EXERCISE SET:
**1.** Report how many lines of the rows below contain the string "other", counting case-sensitive matches only. Give the number alone.
**2.** Continue the piece on public private partnerships below from the point where it ends.

PPP for the People

A small Irish coastal town has during recent years witnessed a bitter dispute  about fishermen’s right to keep fishing vessels in a newly developed marina intended mainly for pleasure boats. The marina development is a public private partnership (PPP) project and the  dispute escalated this summer  when the private operator attempted to seize and remove a fishing vessel allegedly moored in contravention of harbour bye-laws. The owner of the boat did in an act of passive resistance prevent this from happening and the police was required to intervene to defuse the confrontation between harbour staff and fishermen. 

The PPP project in question is essentially a concession for the private operator to develop and commercially operate a marina as well as to construct residential units on  surrounding lands. The obligation on the part of the private operator is to maintain the marina and to develop and maintain coastal protection around the harbour. The investments required over the 30-year period of the PPP  are to be recovered by the operator via the sale/lease of the residential units and business facilities and the collection of various fees for use of the marina.

Fishermen have been fishing out of the town for more than two hundred years. It seems that in  the planning phase of the project berthing rights for fishing vessels were initially promised   but the commitment has over time vanished from the agenda. During the last year a berthing arrangement for fishing vessels was agreed but there has since then been mutual accusations concerning failure to observe bye-laws and excessive harbour charges. 

It serves no purpose to look for who is right or wrong. Suffice it to say that the  entire chain of events clearly demonstrates shortcomings in communication between the various stakeholders. It also seemed that local authorities did not see themselves as party to the conflict despite the obvious public interests involved.  

This Irish story is an example of the kind of problems that the use of PPPs may encounter in any country. PPP’s are not strictly defined and the term is occasionally used very broadly to cover any large works or management project. However, what characterises PPPs is the focus  on delivery of certain services to the public and  payments to the private party depending on market interest or concrete availability of  services. A key dynamic in any PPP relation is the allocation of project risks in accordance with the normal contractual approach whereby a risk is allocated to the party best suited to manage it. It is based on this approach that the private party assumes the risk for sufficient market interest in what the project delivers.

SUPPLIED RECORDS:
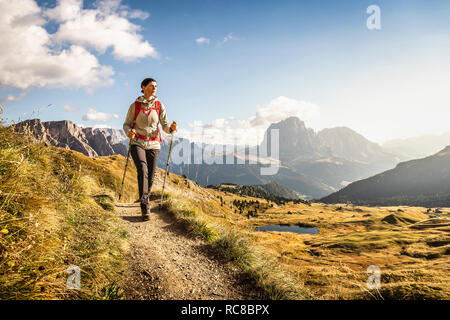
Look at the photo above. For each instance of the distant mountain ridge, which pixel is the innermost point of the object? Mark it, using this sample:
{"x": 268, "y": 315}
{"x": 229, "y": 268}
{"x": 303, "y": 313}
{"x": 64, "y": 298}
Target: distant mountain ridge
{"x": 91, "y": 142}
{"x": 313, "y": 164}
{"x": 417, "y": 147}
{"x": 419, "y": 182}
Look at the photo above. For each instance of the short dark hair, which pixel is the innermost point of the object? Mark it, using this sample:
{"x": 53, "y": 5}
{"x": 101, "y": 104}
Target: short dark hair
{"x": 145, "y": 82}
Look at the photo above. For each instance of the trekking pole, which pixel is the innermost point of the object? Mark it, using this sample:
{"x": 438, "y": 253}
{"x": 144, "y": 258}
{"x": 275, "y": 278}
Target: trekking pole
{"x": 125, "y": 171}
{"x": 167, "y": 167}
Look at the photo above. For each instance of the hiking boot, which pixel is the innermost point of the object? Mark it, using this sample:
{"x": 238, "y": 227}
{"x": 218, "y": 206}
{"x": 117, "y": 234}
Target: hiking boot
{"x": 145, "y": 211}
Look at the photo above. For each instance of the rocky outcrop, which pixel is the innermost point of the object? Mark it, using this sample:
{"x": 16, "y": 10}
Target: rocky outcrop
{"x": 66, "y": 134}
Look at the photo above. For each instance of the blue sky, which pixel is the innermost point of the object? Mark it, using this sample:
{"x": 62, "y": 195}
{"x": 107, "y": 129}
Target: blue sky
{"x": 263, "y": 61}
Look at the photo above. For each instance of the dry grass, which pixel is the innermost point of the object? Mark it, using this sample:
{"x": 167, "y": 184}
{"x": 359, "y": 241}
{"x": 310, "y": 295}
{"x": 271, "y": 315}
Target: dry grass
{"x": 55, "y": 211}
{"x": 233, "y": 245}
{"x": 411, "y": 250}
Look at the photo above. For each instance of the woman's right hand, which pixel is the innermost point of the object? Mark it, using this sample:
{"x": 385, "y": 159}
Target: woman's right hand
{"x": 131, "y": 134}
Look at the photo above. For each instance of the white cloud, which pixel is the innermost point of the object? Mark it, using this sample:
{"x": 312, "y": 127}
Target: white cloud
{"x": 11, "y": 98}
{"x": 281, "y": 108}
{"x": 250, "y": 131}
{"x": 28, "y": 57}
{"x": 202, "y": 40}
{"x": 101, "y": 28}
{"x": 94, "y": 115}
{"x": 70, "y": 109}
{"x": 227, "y": 38}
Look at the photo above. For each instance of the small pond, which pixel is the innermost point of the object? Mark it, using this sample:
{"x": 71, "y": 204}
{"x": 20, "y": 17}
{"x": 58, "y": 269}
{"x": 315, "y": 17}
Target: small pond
{"x": 289, "y": 228}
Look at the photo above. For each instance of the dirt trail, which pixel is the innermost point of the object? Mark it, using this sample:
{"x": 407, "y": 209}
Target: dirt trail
{"x": 166, "y": 262}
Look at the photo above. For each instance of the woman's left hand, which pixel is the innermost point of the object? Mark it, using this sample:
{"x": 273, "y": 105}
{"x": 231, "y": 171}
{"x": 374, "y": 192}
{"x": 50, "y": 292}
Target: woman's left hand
{"x": 173, "y": 126}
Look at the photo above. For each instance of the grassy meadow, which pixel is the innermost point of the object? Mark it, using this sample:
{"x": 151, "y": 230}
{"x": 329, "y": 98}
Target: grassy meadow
{"x": 56, "y": 210}
{"x": 410, "y": 245}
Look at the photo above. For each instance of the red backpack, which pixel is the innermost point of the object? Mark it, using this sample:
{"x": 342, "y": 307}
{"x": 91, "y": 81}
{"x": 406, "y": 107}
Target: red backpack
{"x": 137, "y": 109}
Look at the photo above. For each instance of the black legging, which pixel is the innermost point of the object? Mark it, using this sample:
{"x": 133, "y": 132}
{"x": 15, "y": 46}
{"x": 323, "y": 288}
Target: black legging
{"x": 145, "y": 162}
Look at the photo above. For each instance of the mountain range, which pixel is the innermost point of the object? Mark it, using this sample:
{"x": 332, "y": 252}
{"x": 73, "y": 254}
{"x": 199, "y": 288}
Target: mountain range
{"x": 419, "y": 182}
{"x": 313, "y": 164}
{"x": 89, "y": 141}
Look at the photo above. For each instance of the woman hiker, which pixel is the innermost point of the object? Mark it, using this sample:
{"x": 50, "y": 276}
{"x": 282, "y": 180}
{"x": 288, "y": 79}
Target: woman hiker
{"x": 141, "y": 126}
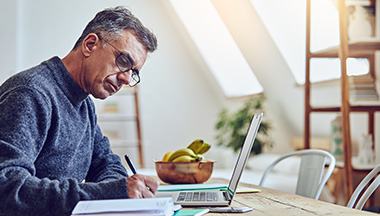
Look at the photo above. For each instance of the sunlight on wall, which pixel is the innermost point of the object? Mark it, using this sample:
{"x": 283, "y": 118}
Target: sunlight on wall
{"x": 286, "y": 23}
{"x": 217, "y": 47}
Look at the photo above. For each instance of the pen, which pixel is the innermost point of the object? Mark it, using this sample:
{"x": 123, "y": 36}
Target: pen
{"x": 130, "y": 164}
{"x": 132, "y": 167}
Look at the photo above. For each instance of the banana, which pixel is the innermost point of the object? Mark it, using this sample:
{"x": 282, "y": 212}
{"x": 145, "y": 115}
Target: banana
{"x": 182, "y": 152}
{"x": 196, "y": 145}
{"x": 167, "y": 156}
{"x": 204, "y": 149}
{"x": 187, "y": 158}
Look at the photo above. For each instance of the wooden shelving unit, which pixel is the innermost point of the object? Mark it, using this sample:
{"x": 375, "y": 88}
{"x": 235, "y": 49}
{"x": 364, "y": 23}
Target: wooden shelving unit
{"x": 346, "y": 49}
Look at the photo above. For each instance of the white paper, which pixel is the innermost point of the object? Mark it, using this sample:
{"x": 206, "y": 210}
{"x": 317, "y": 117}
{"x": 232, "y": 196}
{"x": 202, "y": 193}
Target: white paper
{"x": 150, "y": 206}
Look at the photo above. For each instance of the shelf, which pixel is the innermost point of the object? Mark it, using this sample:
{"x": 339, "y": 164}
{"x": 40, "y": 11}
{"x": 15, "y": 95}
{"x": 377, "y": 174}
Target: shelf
{"x": 358, "y": 49}
{"x": 123, "y": 143}
{"x": 117, "y": 117}
{"x": 353, "y": 108}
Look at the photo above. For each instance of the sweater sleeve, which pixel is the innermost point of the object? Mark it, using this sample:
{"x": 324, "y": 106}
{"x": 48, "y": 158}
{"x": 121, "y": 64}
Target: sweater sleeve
{"x": 24, "y": 127}
{"x": 105, "y": 165}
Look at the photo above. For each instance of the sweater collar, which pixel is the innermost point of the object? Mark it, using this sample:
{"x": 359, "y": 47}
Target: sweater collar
{"x": 65, "y": 81}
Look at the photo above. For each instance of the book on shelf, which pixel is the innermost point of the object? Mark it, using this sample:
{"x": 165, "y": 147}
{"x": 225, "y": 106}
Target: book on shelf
{"x": 116, "y": 207}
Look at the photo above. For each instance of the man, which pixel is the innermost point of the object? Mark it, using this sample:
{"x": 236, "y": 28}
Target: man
{"x": 52, "y": 152}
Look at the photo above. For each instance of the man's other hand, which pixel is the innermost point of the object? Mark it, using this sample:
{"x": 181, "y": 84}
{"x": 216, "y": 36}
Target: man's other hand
{"x": 140, "y": 186}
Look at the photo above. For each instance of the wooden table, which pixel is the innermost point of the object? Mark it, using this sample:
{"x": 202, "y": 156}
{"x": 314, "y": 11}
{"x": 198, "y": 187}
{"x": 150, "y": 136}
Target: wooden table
{"x": 272, "y": 202}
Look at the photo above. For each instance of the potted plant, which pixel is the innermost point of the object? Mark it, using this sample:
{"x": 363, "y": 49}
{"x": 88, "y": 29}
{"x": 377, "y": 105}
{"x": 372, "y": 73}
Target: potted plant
{"x": 232, "y": 128}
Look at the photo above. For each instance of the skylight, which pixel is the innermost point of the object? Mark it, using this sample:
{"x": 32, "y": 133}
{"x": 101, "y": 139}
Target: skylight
{"x": 286, "y": 23}
{"x": 217, "y": 47}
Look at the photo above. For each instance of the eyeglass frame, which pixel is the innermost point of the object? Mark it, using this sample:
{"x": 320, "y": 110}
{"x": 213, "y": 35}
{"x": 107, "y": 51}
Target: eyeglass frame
{"x": 135, "y": 77}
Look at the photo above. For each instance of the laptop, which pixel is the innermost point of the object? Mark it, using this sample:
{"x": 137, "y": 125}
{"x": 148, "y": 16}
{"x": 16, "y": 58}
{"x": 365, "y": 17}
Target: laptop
{"x": 215, "y": 197}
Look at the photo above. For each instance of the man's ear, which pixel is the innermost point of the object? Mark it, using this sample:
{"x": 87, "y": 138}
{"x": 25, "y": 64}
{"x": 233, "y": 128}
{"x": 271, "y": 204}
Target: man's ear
{"x": 90, "y": 43}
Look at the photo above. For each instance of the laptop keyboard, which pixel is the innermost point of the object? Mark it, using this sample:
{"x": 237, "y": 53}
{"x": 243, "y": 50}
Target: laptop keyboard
{"x": 208, "y": 196}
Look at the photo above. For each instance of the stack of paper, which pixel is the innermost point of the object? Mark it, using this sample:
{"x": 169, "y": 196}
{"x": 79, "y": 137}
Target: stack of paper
{"x": 115, "y": 207}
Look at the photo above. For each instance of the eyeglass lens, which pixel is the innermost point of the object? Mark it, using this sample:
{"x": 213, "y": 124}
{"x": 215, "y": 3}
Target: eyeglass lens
{"x": 125, "y": 65}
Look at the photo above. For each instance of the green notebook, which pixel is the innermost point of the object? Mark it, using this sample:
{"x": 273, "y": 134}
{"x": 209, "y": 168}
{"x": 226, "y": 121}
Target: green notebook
{"x": 221, "y": 187}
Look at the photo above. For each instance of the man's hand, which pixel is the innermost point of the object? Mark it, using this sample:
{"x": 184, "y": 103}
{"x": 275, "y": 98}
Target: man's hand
{"x": 140, "y": 186}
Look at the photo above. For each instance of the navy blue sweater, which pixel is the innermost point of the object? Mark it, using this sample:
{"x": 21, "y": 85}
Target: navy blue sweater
{"x": 49, "y": 143}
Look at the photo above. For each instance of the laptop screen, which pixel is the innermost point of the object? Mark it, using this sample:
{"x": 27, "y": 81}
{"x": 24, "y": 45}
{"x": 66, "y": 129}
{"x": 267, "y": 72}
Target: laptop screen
{"x": 244, "y": 154}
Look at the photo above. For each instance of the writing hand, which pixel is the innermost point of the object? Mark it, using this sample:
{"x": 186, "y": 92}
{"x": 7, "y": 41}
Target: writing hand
{"x": 141, "y": 186}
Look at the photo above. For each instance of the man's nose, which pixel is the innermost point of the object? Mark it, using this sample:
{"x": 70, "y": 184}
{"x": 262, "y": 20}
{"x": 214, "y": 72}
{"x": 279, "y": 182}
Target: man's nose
{"x": 124, "y": 77}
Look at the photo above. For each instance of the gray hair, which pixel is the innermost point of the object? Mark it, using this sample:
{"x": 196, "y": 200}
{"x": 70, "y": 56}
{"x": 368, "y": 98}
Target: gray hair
{"x": 110, "y": 22}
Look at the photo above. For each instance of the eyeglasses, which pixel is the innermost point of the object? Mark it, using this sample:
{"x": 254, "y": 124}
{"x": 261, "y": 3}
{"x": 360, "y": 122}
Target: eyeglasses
{"x": 124, "y": 63}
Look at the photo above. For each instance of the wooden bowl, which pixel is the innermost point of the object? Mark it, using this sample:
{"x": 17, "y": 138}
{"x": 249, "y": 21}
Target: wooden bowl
{"x": 184, "y": 172}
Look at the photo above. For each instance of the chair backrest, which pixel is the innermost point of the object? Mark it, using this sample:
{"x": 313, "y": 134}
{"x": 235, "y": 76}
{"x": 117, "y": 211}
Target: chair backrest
{"x": 368, "y": 192}
{"x": 311, "y": 174}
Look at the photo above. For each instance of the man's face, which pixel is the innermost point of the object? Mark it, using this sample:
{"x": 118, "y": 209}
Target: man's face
{"x": 103, "y": 78}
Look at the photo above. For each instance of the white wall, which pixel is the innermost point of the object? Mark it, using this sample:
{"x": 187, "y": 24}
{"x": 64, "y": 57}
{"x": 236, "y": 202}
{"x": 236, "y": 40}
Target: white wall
{"x": 179, "y": 99}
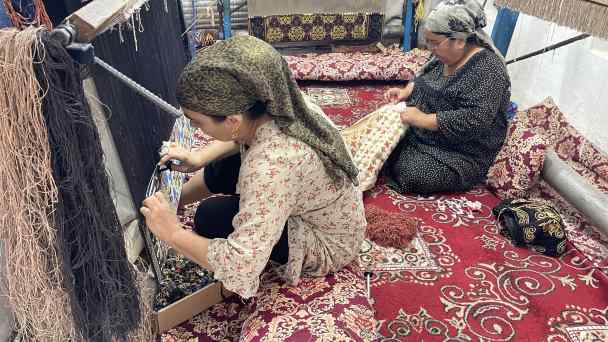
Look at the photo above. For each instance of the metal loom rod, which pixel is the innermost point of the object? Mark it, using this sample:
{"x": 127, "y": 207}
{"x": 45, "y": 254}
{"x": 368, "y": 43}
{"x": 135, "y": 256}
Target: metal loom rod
{"x": 549, "y": 48}
{"x": 139, "y": 89}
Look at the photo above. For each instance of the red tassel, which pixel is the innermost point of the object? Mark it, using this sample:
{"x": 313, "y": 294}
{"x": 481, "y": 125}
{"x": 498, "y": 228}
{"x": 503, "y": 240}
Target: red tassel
{"x": 388, "y": 228}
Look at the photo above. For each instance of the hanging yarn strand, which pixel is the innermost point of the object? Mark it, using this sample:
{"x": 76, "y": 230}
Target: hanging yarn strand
{"x": 105, "y": 297}
{"x": 34, "y": 275}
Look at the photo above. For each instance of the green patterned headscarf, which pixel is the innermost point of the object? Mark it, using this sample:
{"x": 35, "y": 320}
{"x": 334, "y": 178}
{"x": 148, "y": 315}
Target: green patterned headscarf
{"x": 230, "y": 76}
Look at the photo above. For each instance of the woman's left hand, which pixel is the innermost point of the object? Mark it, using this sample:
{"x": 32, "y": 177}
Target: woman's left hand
{"x": 161, "y": 220}
{"x": 412, "y": 116}
{"x": 415, "y": 117}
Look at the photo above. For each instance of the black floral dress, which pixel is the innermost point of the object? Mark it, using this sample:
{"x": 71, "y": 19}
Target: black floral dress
{"x": 471, "y": 110}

TASK-BY-TASK ANSWERS:
**1.** 2

**2.**
On the other hand, the political responsibility for ensuring delivery of the services in question remains with the public sector. Practically speaking this means that angry citizens will naturally complain to the municipality rather than to the private water concessionaire when for example water supply is interrupted. It is for reasons of politics that the public party cannot really disclaim responsibility for proper delivery of public services, such as water supply. This  also means that the public sector may be forced to spend resources saving capsized PPP’s. The private party is obviously involved in the project for purely commercial reasons and not accountable beyond the contractual commitments. It is therefore crucial that the public party ensures that the PPP project actually delivers and is efficient.

PPP experiences over the last thirty years have been mixed. Many projects were  hampered by cost overruns and inefficiencies. A report of 2018 from the EU Court of Auditors concerning PPP projects in EU member states[1] highlights these and other shortcomings and identifies various causes. These include vagueness in contractual terms on key aspects, such as performance requirements, monitoring procedures or sanctions and too much flexibility as to costs allowed to be covered by the household tariffs. Other causes has to do with failure in monitoring and enforcing contracts. Even when contract terms are crystal clear as regards performance and monitoring, they need to be monitored and enforced. Problems in this respect are  particularly pronounced in developing countries where fragile administrative structures and resources makes it difficult for the public sector to monitor that PPP’s actually produce intended results. 

In my own experience it was for many years a problem that concession arrangements in for example the water sector included vague commitment for the operator to “do the outmost to ensure…etc” but without specific performance targets and indicators that would allow systematic monitoring of operator activities and the triggering of specific sanctions in case of deviation from targets as regards water quality, continuation of supply etc. Often, the calculation of tariffs was based on the so-called “cost plus” model whereby households in fact took charge of the costs of the operator despite efficiency, or lack thereof. All in all, this meant that the risk for the operation was in reality not taken by the private operator but rather by the public authority and households, – a main point highlighted in the above report from the EU Court of Auditors.  

PPP’s have during recent years been moving up the political agenda in a new role as vehicles for promoting sustainability on a global basis and in this way embracing broader public interests. There is in principle nothing new in promoting sustainability. For a number of years already, good international practices concerning public contracting in general have moved towards incorporating sustainability policies, one example being the continuous reforms of the EU public procurement directives. 

 However, a new role is mapped out for PPP projects in connection with the UN Sustainable Development Goals which entered into force in 2016. More commonly known as the UN World Goals, these goals are pillars in the most ambitious global development plan to date, which by 2030 will set the course for a more sustainable development in the world.  Clearly,   the Goals have successfully established a common understanding amongst stakeholders of what is important in the way forward and the potential role of for example business. This is translating into growing interest amongst enterprises and municipalities as to how to proceed in the finer details.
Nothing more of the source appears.